It doesn't take the boys long to realise what they have in common. Will's dad has died, leaving his mum (Jessica Hynes) to raise the family by herself, as warmly as she can within the Plymouth Brethren's strict, sometimes sinister boundaries. Meanwhile, Lee Carter (to use his full name, as his admiring pal always does) has something missing from his home life. His parents live in Spain, so Lee is stuck in the care of a joy-riding big brother who expects to have his breakfast cooked. The boys find that they're kindred spirits. But even 10-year-olds can have creative differences, especially when their definition of what's cool is suddenly blown away by a French exchange student (Jules Sitruk) who gets his fashion sense from Adam Ant.

It's a risky business to make a film that wholly depends on child actors. Even the Harry Potter series has tripped up on their variable quality, so kudos to the casting agents who tracked down Son of Rambow's excellent double act. Poulter is a self-assured Artful Dodger with spot-on comic timing, Milner disappears into the role of an eager naïf, and the chemistry between them is perfect. Kudos, too, to Garth Jennings, the writer/director, for recognising that a film about children doesn't have to be childish. Son of Rambow derives from his own memories of attempting a youthful First Blood remake, so the film has all the offbeat authenticity of a true story as it looks back with nostalgic mockery at the pre-internet Eighties.

(What you will do) Continue the review of Son of Rambow from the point where it ends. The data items play no part in this exercise.

Data items:
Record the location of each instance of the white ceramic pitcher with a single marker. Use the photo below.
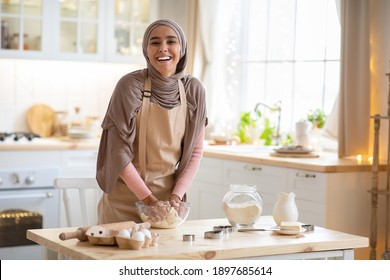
(285, 209)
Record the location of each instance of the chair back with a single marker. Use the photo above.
(80, 196)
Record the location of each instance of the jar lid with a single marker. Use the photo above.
(243, 187)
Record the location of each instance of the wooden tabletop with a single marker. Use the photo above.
(327, 162)
(231, 246)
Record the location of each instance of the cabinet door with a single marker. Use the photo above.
(126, 22)
(80, 163)
(78, 29)
(23, 28)
(269, 180)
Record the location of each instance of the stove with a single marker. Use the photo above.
(28, 200)
(16, 136)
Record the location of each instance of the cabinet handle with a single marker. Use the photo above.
(305, 175)
(252, 168)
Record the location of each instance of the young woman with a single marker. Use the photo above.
(152, 140)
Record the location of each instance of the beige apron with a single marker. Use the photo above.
(157, 150)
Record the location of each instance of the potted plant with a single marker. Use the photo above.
(317, 118)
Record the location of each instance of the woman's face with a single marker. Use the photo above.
(164, 50)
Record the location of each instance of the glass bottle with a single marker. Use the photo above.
(285, 209)
(242, 205)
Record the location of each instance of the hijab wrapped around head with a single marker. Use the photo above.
(165, 89)
(119, 123)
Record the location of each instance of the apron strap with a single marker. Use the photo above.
(143, 122)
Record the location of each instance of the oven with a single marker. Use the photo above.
(28, 200)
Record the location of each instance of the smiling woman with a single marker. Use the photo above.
(164, 50)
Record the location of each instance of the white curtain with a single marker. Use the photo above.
(365, 48)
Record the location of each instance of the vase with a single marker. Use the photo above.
(285, 209)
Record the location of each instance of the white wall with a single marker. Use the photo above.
(60, 84)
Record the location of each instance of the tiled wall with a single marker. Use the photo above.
(62, 85)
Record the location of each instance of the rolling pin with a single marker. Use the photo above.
(80, 233)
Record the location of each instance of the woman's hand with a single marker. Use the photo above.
(174, 200)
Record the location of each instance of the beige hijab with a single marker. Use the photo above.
(116, 144)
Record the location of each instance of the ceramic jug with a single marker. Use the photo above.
(285, 209)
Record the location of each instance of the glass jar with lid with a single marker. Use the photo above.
(242, 205)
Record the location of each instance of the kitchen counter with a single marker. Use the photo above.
(264, 244)
(326, 162)
(42, 144)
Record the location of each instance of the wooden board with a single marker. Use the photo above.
(41, 120)
(309, 155)
(232, 246)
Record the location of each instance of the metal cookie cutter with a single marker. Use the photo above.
(188, 237)
(215, 234)
(309, 228)
(226, 229)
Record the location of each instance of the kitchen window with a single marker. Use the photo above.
(289, 52)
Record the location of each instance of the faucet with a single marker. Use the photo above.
(277, 107)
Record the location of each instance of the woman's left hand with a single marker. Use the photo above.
(175, 200)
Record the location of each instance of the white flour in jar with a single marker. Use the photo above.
(243, 213)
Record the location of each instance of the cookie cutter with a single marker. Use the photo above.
(188, 237)
(225, 229)
(308, 228)
(214, 234)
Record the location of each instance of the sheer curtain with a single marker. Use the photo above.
(364, 62)
(210, 40)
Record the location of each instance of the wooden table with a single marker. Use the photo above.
(321, 243)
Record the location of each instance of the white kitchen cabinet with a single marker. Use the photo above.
(80, 163)
(71, 163)
(215, 176)
(24, 29)
(95, 30)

(Output for this task)
It's a Britain of endless meadows, and of classrooms where the sun is always shining through a window and turning the dust in the air into a golden haze. But it's also a Britain where cinemas are full of smokers, where mobile phones are big and stereos are bigger, and where a schoolboy's most prized possession is a rubber – or eraser, for our American readers – that "smells like real cake". It's a love letter to the days of Grange Hill circa Tucker Jenkins, and to Gregory's Girl, which was released in 1981, and which must have been on Jennings' DVD player constantly while he was preparing Son of Rambow.

At its best, his bittersweet comedy is as accurate and piercing as one of Rambo's arrows, which is why it's so frustrating when it veers off-target towards the end. Instead of telling us why Lee is so intent on getting on Screen Test, or exploring why some people might prefer a life of prayer to a life of running around a forest wearing a bandanna, Son of Rambow loses faith in its premise. It shoehorns in a car crash, a collapsing building, and a death-defying rescue – as if the story needed some real-life danger when it was doing so well with the boys' pretend adventures.

What's even stranger is that there's no explanation of who exactly the Plymouth Brethren are. For that matter, there's no explanation of what Screen Test is, which could be an obstacle for viewers who aren't of Jennings' (and my) generation. Much of the film's last half hour is too bitty to be involving, but even at its low points Son of Rambow still has the energy and individuality of a passion project. With the gleefully over-the-top jokes of a live-action Wallace and Gromit, and an uplifting ending which wins back the goodwill it squandered, it should bring a tear to the eye of most viewers, or most viewers who are a similar age to Jennings, anyway.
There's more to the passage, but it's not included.